Point annotation dataset listing:
○ ○ ○ ○ ○ ○ ○

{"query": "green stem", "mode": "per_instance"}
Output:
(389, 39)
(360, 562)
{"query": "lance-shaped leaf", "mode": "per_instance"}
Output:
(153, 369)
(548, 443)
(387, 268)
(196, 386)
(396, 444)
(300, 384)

○ ○ ○ ○ ○ ○ ○

* [Task statement] Render the listing above as a numbered list, leaving out any blank lines.

* [Solved exercise]
1. {"query": "green stem", "mode": "per_instance"}
2. Output:
3. (389, 39)
4. (360, 562)
5. {"query": "lance-shaped leaf", "mode": "per_instance"}
6. Output:
7. (153, 369)
8. (548, 443)
9. (387, 268)
10. (196, 386)
11. (396, 444)
12. (300, 384)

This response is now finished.